# start of Data shown
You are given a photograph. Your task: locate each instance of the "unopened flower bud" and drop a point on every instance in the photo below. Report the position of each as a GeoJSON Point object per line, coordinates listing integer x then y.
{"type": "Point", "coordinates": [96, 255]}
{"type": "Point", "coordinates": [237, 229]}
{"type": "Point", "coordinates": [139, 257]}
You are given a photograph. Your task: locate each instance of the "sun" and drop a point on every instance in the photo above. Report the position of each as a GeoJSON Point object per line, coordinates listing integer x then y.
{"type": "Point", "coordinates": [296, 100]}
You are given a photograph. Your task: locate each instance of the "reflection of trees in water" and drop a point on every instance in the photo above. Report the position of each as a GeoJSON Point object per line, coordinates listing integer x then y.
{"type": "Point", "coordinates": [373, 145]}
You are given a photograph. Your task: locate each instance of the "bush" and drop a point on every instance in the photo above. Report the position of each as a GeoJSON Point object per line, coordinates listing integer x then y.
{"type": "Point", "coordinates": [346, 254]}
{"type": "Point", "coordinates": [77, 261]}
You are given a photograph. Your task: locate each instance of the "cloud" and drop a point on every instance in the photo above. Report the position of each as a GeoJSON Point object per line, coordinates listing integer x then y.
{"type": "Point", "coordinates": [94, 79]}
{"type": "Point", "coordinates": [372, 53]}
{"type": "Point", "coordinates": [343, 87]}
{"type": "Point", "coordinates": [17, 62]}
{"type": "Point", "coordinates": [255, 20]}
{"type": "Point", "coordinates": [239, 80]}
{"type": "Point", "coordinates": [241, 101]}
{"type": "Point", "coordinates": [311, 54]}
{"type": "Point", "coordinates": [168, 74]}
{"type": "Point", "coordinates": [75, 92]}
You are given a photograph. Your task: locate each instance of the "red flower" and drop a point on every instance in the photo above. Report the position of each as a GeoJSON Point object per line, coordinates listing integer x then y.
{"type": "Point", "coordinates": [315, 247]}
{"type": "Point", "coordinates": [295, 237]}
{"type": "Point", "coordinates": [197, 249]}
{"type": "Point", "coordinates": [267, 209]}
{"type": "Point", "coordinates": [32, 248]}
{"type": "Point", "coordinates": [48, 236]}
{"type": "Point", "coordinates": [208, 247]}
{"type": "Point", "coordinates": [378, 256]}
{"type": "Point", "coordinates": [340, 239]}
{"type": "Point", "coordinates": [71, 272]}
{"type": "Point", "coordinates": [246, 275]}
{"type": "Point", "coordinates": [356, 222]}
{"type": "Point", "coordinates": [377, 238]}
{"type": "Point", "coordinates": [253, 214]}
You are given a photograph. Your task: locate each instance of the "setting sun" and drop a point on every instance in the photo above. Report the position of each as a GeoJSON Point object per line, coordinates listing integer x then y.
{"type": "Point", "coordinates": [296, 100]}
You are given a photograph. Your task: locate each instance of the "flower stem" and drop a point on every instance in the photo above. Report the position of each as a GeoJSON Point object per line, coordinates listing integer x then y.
# end of Data shown
● The task
Faithfully transcribe the whole of the data.

● Worked answer
You are given a photograph. Your task: locate each instance of the "unopened flower bud" and drop a point on every instance in the photo below. Report the position of each as a GeoJSON Point object per line, coordinates listing integer x then y.
{"type": "Point", "coordinates": [96, 255]}
{"type": "Point", "coordinates": [237, 229]}
{"type": "Point", "coordinates": [139, 257]}
You are given a photograph. Your task: locate each instance of the "sun" and drop a point on every instance in the photo above. Report the position of each as a GeoJSON Point object per line, coordinates listing integer x then y.
{"type": "Point", "coordinates": [296, 100]}
You are given a photograph. Your task: locate each instance of the "reflection of trees in water" and drop a point on every instance in the photo above. Report the position of each as a GeoJSON Point object per line, coordinates listing integer x then y.
{"type": "Point", "coordinates": [373, 145]}
You are given a photograph. Your task: locate each instance of the "bush" and drop a point on every instance in the photo above. Report the position of each as a GeoJSON Point object per line, coordinates listing integer x then y.
{"type": "Point", "coordinates": [346, 254]}
{"type": "Point", "coordinates": [77, 261]}
You are given a photograph. Your task: locate each instance of the "cloud" and drop a point on every instance in the photo above. Report the position of each as a GeoJSON Point object per line, coordinates listing integer x then y.
{"type": "Point", "coordinates": [94, 79]}
{"type": "Point", "coordinates": [372, 53]}
{"type": "Point", "coordinates": [343, 87]}
{"type": "Point", "coordinates": [17, 62]}
{"type": "Point", "coordinates": [255, 20]}
{"type": "Point", "coordinates": [239, 80]}
{"type": "Point", "coordinates": [241, 101]}
{"type": "Point", "coordinates": [311, 54]}
{"type": "Point", "coordinates": [168, 74]}
{"type": "Point", "coordinates": [75, 92]}
You are given a photograph. Your task: locate each instance of the "red flower" and drop a point on every instance in the photo above. Report the position of each as a GeoJSON Point object per line, coordinates listing integer x then y.
{"type": "Point", "coordinates": [315, 247]}
{"type": "Point", "coordinates": [295, 237]}
{"type": "Point", "coordinates": [197, 249]}
{"type": "Point", "coordinates": [267, 209]}
{"type": "Point", "coordinates": [32, 248]}
{"type": "Point", "coordinates": [48, 236]}
{"type": "Point", "coordinates": [208, 247]}
{"type": "Point", "coordinates": [378, 256]}
{"type": "Point", "coordinates": [340, 239]}
{"type": "Point", "coordinates": [71, 272]}
{"type": "Point", "coordinates": [246, 275]}
{"type": "Point", "coordinates": [356, 222]}
{"type": "Point", "coordinates": [377, 238]}
{"type": "Point", "coordinates": [253, 214]}
You are given a photograph. Your task: locate each instance of the "setting sun" and drop a point on every instance in the photo above. Report the position of each as a GeoJSON Point object per line, coordinates listing integer x then y.
{"type": "Point", "coordinates": [296, 100]}
You are given a photograph. Your task: locate each instance of the "flower stem" and drop a point on every instance in the photo above. Report the position of each as a GeoJSON Point object per line, coordinates listing integer x then y.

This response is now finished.